» **REQUIREMENT**: Repeat the records below exactly as they appear, leaving out any pictures.
══ INPUT MATERIAL ══
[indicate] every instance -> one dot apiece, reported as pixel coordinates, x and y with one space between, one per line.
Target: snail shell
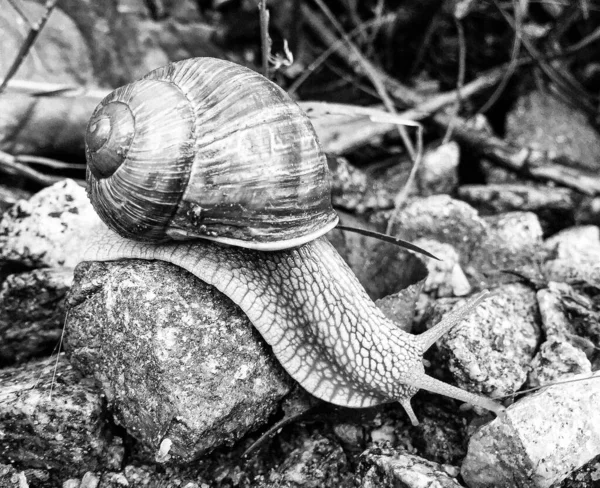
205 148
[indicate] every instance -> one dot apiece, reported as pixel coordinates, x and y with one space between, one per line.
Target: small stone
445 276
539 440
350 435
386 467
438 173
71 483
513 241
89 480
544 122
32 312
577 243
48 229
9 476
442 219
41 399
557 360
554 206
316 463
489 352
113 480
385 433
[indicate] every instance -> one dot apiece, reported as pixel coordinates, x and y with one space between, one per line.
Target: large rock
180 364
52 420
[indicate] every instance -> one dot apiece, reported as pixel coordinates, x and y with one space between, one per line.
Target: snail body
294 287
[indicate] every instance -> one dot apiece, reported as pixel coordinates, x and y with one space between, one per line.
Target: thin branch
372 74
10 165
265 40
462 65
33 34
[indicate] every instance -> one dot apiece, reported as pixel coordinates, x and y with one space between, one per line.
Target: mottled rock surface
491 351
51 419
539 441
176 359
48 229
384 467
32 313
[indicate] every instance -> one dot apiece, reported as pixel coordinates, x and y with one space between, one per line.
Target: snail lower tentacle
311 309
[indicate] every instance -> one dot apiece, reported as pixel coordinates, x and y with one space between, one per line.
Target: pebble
═══
» **FINISHED TASK**:
[indicate] every instance -> one dot apiece, reported as pixel coordinates, x and y with one space between, one per line.
Target: snail shell
205 148
[indicate] every instance -> one dot apiece, reported as pixel coordinates, x and y with one space between, one per line.
Target: small stone
445 276
539 440
350 435
386 467
438 173
71 483
513 241
89 480
544 122
32 312
577 243
48 229
9 476
442 219
41 399
557 360
554 206
316 463
489 352
113 480
385 433
[indicate] every instance -> one dot apiece, reported as pixel coordinates, x and y with one space between, one per line.
Target: large rock
180 364
52 420
[indicate] every instance -> one dot apiece, reported as pixel coordinates, x and y with one space between, one per line.
Target: snail body
294 287
[indicate] every instance -> one dot apiece, reported as pixel coordinates, x and y with one space between, one per line.
Target: thin branch
372 74
10 165
265 40
462 65
33 34
[indicate] every instance -> one dot apiece, reported as pixel coordinates, x and y with one space between, one per line.
Target: mottled rock surface
491 351
51 419
539 441
176 359
48 229
384 467
32 313
[indicate] every instance -> one dot apiece, reported as pixel coordinates, x and y with one space between, one per line.
Target: snail lower tentacle
311 309
[indicate] every instance -> one dot apiece, reported as pixel coordinates, x and y with one space between, one per line.
Target: pebble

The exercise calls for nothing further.